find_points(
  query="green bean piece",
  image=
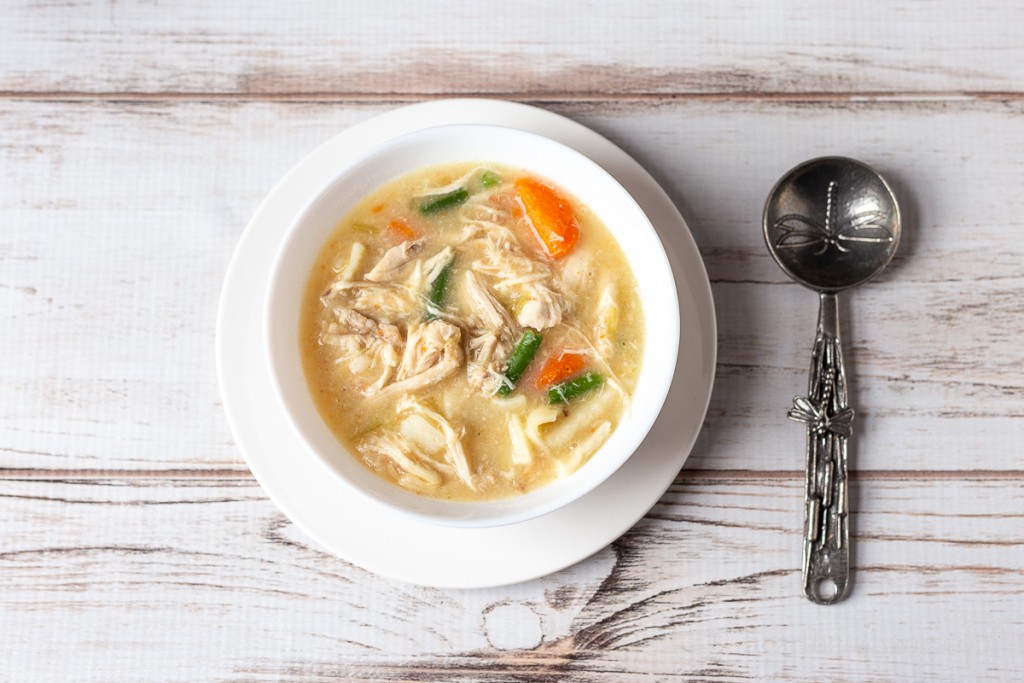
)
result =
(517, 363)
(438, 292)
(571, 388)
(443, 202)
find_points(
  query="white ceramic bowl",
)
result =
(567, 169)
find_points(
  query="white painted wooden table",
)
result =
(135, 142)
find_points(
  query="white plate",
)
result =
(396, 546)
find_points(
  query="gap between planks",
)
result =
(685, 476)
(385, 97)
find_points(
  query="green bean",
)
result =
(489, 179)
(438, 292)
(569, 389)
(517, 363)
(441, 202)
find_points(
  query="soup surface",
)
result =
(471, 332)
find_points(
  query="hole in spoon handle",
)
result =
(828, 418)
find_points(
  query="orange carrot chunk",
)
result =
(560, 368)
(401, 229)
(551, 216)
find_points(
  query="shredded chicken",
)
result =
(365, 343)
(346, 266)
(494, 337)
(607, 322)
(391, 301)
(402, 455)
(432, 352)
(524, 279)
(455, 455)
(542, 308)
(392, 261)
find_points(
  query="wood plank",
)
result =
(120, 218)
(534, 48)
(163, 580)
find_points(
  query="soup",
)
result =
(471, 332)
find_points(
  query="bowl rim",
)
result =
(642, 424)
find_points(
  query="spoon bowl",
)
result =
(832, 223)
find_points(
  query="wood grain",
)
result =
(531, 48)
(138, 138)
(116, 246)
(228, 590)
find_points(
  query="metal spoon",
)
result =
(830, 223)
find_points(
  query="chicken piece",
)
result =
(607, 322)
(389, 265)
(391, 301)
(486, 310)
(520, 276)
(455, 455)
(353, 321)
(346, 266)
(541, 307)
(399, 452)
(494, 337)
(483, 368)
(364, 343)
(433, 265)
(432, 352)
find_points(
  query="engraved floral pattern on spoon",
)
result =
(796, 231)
---
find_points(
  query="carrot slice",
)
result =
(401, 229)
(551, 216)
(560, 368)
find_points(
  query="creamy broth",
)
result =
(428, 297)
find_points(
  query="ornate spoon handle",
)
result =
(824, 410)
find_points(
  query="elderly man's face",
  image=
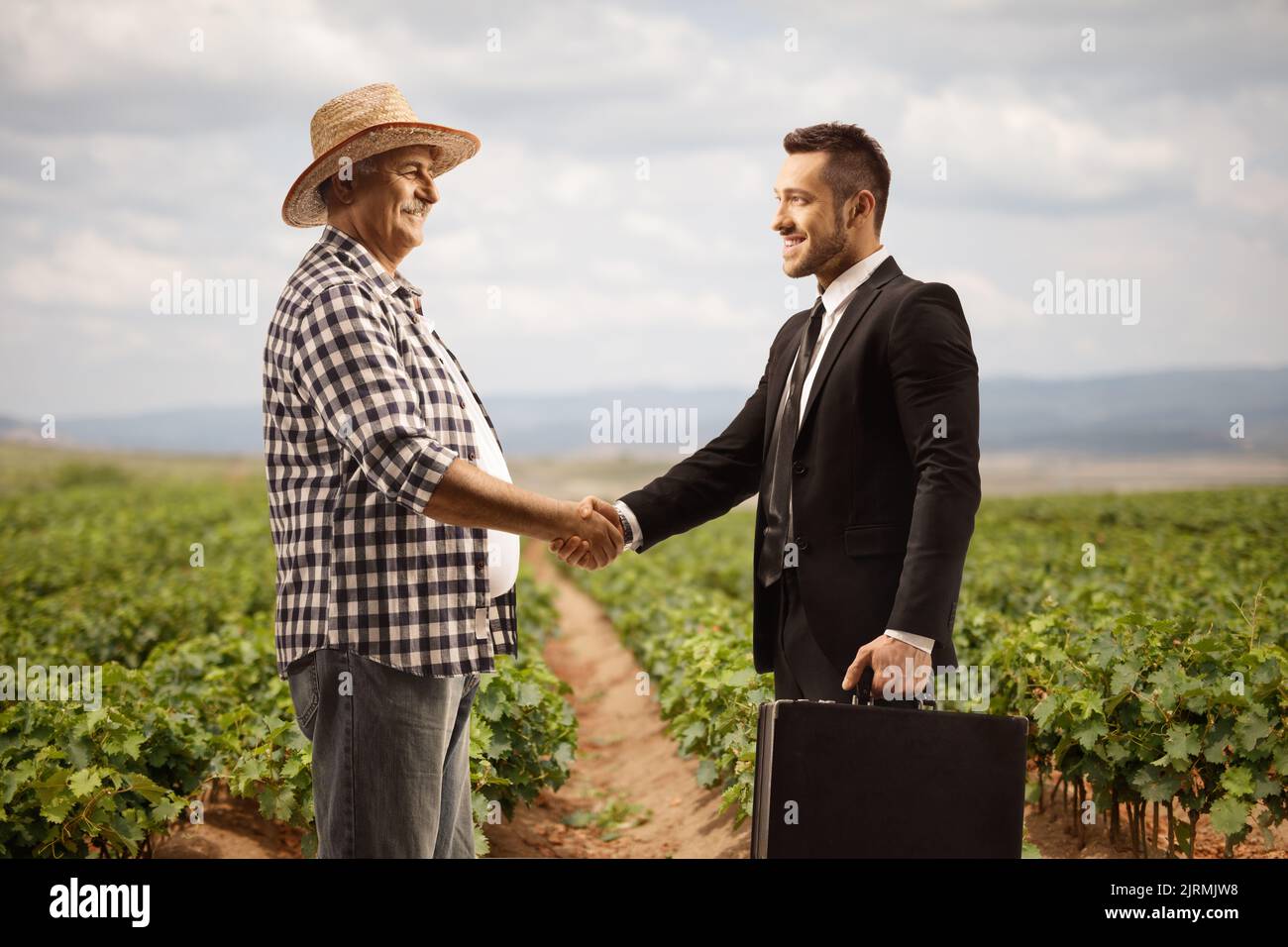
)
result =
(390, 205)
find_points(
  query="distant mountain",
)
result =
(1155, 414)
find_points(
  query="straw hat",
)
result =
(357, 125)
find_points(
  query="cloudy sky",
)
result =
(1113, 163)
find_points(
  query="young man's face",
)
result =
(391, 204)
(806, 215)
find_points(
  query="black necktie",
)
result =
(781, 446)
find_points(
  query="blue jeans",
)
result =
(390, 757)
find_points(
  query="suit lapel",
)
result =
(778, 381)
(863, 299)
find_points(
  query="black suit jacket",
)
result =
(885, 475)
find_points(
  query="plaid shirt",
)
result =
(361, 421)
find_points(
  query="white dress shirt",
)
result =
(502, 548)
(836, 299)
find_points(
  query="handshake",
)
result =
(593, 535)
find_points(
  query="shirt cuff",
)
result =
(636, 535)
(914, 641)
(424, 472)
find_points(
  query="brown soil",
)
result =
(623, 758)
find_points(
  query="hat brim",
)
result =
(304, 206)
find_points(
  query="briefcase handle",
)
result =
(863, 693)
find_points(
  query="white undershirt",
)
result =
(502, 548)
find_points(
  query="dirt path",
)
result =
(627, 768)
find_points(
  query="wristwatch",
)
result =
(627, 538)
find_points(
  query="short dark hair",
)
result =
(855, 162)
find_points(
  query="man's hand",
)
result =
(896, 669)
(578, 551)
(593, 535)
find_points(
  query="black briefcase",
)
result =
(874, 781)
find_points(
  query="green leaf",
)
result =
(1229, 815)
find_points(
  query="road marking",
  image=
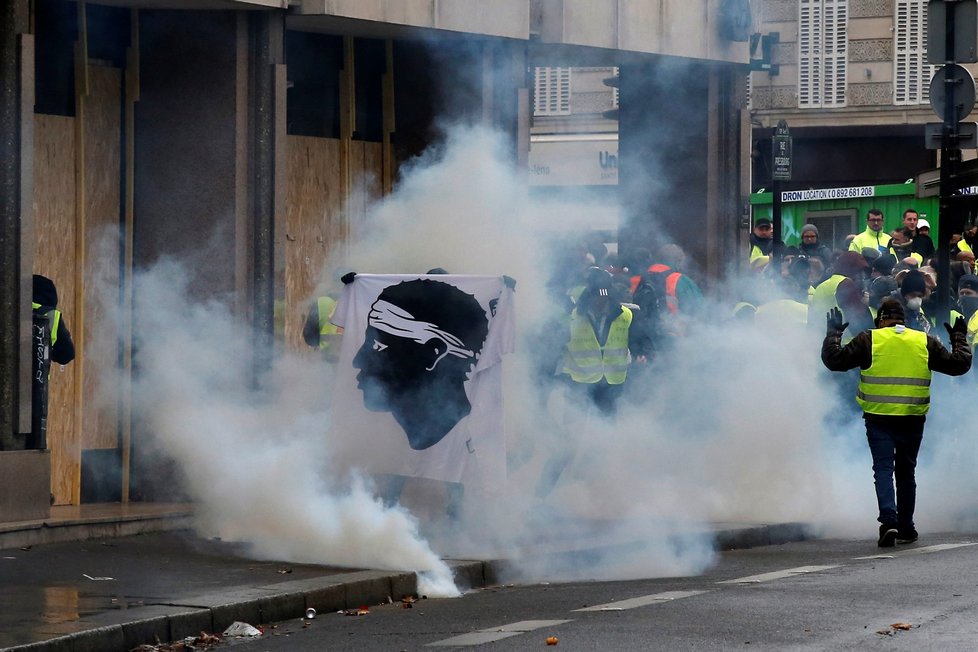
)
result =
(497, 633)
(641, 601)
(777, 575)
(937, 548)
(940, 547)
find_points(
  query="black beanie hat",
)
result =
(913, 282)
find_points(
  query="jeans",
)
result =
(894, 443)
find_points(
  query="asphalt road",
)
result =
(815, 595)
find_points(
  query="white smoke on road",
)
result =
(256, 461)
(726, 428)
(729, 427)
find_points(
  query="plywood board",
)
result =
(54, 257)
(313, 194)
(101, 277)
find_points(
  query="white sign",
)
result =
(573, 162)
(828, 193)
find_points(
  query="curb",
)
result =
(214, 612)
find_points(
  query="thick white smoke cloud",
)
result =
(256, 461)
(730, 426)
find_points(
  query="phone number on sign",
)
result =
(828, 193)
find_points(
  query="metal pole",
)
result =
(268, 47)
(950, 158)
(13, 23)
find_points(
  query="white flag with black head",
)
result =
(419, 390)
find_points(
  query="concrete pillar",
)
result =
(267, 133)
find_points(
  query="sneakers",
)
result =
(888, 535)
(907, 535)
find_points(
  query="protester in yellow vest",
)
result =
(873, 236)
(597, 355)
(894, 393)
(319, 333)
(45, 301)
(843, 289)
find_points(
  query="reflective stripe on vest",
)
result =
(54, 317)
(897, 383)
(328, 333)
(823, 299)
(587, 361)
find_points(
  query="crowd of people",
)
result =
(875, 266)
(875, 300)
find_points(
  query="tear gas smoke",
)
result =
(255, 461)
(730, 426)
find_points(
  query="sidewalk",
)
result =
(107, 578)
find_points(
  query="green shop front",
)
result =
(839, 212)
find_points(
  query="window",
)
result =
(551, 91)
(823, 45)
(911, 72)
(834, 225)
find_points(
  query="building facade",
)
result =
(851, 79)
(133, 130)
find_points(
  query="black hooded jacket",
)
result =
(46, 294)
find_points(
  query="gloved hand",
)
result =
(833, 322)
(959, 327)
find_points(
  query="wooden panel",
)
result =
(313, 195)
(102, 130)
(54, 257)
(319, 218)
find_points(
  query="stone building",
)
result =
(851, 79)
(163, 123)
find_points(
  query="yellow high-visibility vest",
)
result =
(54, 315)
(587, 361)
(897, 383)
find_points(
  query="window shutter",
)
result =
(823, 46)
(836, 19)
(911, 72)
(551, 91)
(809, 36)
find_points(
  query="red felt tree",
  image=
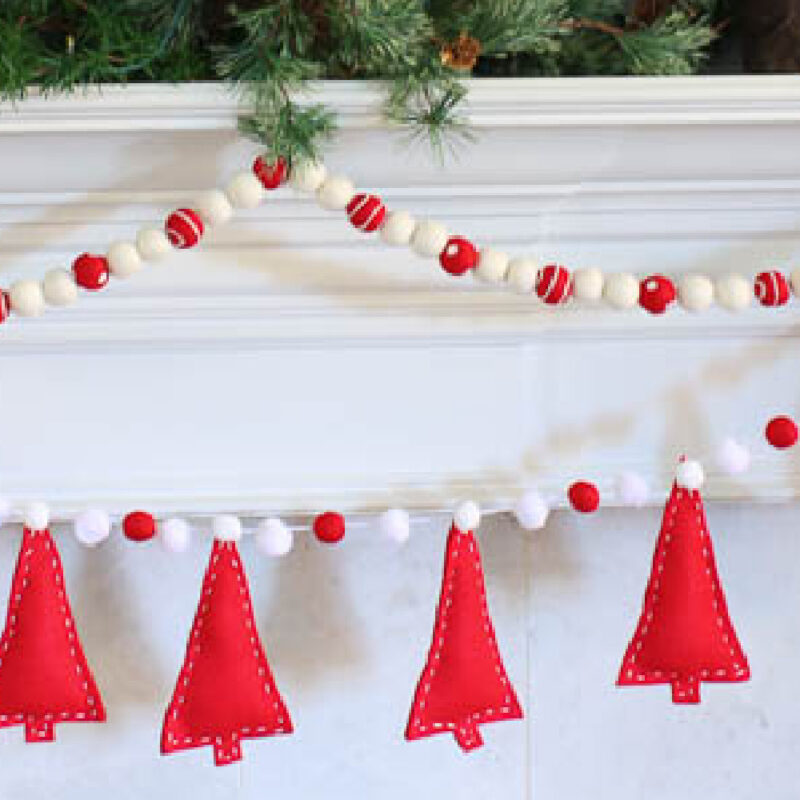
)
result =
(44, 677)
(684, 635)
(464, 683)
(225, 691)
--
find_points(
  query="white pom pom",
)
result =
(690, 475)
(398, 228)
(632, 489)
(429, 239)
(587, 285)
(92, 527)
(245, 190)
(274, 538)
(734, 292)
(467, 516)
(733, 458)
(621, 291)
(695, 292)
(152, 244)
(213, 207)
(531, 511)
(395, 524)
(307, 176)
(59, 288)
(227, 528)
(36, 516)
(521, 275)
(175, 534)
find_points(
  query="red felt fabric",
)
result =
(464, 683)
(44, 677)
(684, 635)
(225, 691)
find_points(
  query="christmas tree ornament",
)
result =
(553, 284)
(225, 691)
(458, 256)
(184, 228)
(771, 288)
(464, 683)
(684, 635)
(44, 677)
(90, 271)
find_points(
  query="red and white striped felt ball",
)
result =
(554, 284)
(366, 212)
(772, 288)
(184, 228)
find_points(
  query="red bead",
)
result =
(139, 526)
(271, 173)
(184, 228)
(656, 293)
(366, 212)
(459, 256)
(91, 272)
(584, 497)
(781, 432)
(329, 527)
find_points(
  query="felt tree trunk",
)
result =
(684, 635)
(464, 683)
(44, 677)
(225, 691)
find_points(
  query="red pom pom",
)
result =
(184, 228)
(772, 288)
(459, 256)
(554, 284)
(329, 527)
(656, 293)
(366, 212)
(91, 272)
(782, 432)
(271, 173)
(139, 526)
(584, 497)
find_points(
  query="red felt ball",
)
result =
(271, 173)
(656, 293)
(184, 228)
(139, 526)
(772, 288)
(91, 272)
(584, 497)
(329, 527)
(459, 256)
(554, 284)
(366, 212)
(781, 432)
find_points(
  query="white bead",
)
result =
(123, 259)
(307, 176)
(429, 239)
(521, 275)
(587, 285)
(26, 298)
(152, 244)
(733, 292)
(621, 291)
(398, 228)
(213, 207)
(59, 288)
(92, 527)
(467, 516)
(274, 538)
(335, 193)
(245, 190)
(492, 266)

Problem to solve:
Would you tally the lines above holding "sign" and reply with the total alone?

Exercise result:
2